▸ SOURCE DOCUMENT:
§

NoC design using advanced mobile telecommunication techniques

Participants: Jean-Marc Philippe, Sébastien Pillement, Olivier Sentieys.

The increasing need of a low-power and high-speed interconnect lead us to investigate new signaling concepts. Among them stands the PAM (Pulse Amplitude Modulation) technique which consists in having multiple voltage levels encoded on a single wire. We have designed a quaternary link using custom transistors to overcome some of the interconnect problems. The foundry process is modified to meet the voltage threshold requirements of our transistors. The quaternary link is composed of a binary-to-quaternary encoder and a quaternary-to-binary decoder. The encoder converts two binary signals into a quaternary one and the decoder converts back the quaternary signal into two binary ones.

§

▸ GIVEN INFORMATION:
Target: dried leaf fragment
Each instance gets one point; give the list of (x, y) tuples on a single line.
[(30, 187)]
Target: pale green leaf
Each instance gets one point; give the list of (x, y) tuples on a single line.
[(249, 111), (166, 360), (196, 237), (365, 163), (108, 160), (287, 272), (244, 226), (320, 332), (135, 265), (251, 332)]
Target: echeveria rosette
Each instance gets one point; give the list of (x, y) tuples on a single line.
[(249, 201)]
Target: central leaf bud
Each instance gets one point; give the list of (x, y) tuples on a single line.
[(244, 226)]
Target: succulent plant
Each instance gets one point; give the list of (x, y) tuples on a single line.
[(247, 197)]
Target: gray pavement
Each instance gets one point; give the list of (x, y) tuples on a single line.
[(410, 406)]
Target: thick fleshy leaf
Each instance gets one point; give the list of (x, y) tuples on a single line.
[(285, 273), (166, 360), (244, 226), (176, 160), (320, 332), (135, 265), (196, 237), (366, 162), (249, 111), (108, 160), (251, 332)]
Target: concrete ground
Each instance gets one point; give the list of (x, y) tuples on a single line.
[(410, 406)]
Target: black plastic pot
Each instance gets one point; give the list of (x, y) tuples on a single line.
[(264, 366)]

§

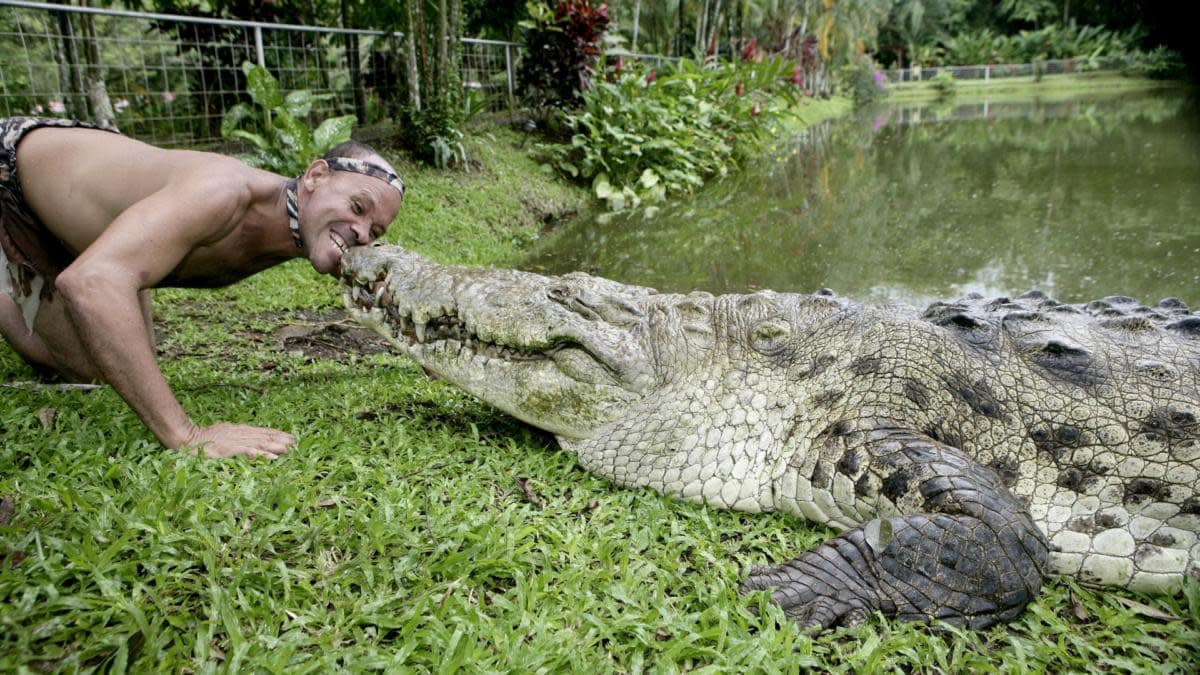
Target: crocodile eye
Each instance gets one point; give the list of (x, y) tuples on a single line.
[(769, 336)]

§

▸ EXERCISE: Copy the passage on NoC design from "The increasing need" to "two binary ones.", renaming "quaternary link" to "four-level link" throughout. None of the data is needed for this.

▸ ANSWER TO THIS TASK:
The increasing need of a low-power and high-speed interconnect lead us to investigate new signaling concepts. Among them stands the PAM (Pulse Amplitude Modulation) technique which consists in having multiple voltage levels encoded on a single wire. We have designed a four-level link using custom transistors to overcome some of the interconnect problems. The foundry process is modified to meet the voltage threshold requirements of our transistors. The four-level link is composed of a binary-to-quaternary encoder and a quaternary-to-binary decoder. The encoder converts two binary signals into a quaternary one and the decoder converts back the quaternary signal into two binary ones.